Text shown
Skip to content

mostlyvirtual/book-to-audiobook

Repository files navigation

Book to Audiobook Converter

Source selection panel   Engine and voice selection panel

Turn PDFs and EPUBs into spoken audio from a single local web app. Pick a page range, choose a TTS engine, preview what is available, and export either one MP3 or a ZIP of chapter files.

This repo is optimized for practical use, not as a framework. It gives you one place to:

  • convert books from input/ or direct uploads
  • switch between local and cloud speech engines
  • clone voices with reference audio
  • save outputs back into the repo for repeatable runs
  • come back later and still remember how the whole thing works

Why This Exists

Most TTS tools make you choose between flexibility and convenience. This app keeps both:

  • a clean browser UI instead of one-off scripts
  • multiple backends instead of one engine lock-in
  • chapter-aware conversion instead of only full-book output
  • local-first options when you want privacy or offline experimentation
  • cloud backends when you want convenience or specific voices

What You Can Do

Capability Details
Input formats PDF and EPUB
Source options Upload from your machine or pick files from input/
Output formats Single MP3 or chapter ZIP
Save mode Download immediately or save into output/
Voice cloning Upload reference audio and synthesize with XTTS
Chapter mode Works for both PDF and EPUB
Progress tracking Browser polls server-side job progress during conversion
Language filtering UI can filter backends by English / Romanian

Backend Matrix

Backend Type Languages Best For First Run / Dependency Notes
Kokoro Local English Best default local quality-to-speed balance Requires espeak-ng; downloads model on first use
Piper Local English Lightweight local ONNX voices and tunable pacing Needs a .onnx model plus sidecar JSON in models/
Supertonic Local English ONNX-based local synthesis with simple controls Downloads about 305MB on first use
Hugging Face Local English, Romanian Trying HF TTS models locally Downloads model weights on first use
SpeechT5 Local English Multi-speaker preset voices Downloads model, vocoder, and speaker embeddings
XTTS-v2 Local English + multilingual Voice cloning with a reference sample Large model download, reference audio required
XTTS-v2 Romanian Local Romanian Romanian voice cloning Large Romanian fine-tune download, reference audio required
Amazon Polly Cloud English in current UI Reliable cloud voices and billing visibility Requires valid AWS credentials
HF Inference API Cloud English, Romanian Quick cloud inference experiments Requires HF_TOKEN; free tier can rate-limit

Quick Start

The shortest clean setup is two commands:

./scripts/bootstrap.sh
uv run python app.py

Then open http://localhost:1234.

Exercise requirements
• A. Write out the passage of the audiobook converter page between "Book to Audiobook" and "of chapter files.", inclusive.
• B. Resume the audiobook converter page after its last line and carry it on.

Image location labeling entries:
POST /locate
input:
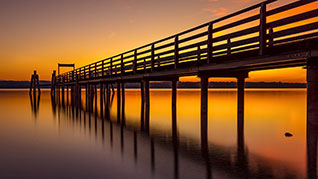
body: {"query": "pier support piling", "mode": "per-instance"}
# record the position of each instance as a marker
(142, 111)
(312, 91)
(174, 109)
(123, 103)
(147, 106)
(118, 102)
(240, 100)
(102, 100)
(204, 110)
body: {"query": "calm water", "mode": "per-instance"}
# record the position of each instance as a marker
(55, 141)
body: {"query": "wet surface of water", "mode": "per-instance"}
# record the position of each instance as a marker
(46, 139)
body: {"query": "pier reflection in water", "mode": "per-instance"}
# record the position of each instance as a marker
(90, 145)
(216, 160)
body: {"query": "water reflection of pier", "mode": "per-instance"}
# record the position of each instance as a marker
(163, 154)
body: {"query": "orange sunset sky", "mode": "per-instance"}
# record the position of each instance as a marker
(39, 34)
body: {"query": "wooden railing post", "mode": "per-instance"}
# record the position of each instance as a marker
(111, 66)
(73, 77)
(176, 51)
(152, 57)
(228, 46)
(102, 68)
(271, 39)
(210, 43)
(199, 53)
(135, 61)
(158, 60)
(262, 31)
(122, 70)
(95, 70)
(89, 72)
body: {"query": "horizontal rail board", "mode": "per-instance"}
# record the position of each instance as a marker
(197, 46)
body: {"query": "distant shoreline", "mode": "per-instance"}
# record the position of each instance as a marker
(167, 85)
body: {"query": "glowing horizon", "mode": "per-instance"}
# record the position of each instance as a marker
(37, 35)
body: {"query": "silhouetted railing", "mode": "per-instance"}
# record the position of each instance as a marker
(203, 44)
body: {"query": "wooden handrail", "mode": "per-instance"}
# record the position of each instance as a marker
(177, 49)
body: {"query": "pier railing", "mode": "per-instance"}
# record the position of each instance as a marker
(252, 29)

Answers per task
• A.
Book to Audiobook Converter

Source selection panel   Engine and voice selection panel

Turn PDFs and EPUBs into spoken audio from a single local web app. Pick a page range, choose a TTS engine, preview what is available, and export either one MP3 or a ZIP of chapter files.

• B.
If you want every optional backend as well:

./scripts/bootstrap.sh --all
uv run python app.py

What the bootstrap script does

./scripts/bootstrap.sh:

  • installs uv if missing
  • installs ffmpeg and espeak-ng
  • installs Python 3.12 via uv
  • runs uv sync --frozen --dev
  • creates .env from .env.example if needed

It currently supports:

  • macOS with Homebrew
  • Ubuntu / Debian style systems with apt-get

Manual setup

If you prefer not to use the bootstrap script, the equivalent manual flow is below.

1. Install uv

macOS or Ubuntu:

curl -LsSf https://astral.sh/uv/install.sh | sh

If you already use Homebrew on macOS:

brew install uv

2. Pin the project Python version

This repo is set up for Python 3.12 because several TTS backends are still fragile on newer interpreters.

uv python install 3.12

The repo includes .python-version, so uv will use Python 3.12 automatically.

3. Install non-Python system dependencies

This project needs a couple of tools that are outside Python dependency management.

Tool Required? Why
ffmpeg Yes pydub uses it for MP3 import/export and audio format conversion
espeak-ng Required for Kokoro Kokoro depends on it for phonemization
piper CLI Optional Only needed if Piper falls back from the Python API to the CLI binary

pydub relies on ffmpeg for MP3 import/export, and Kokoro relies on espeak-ng.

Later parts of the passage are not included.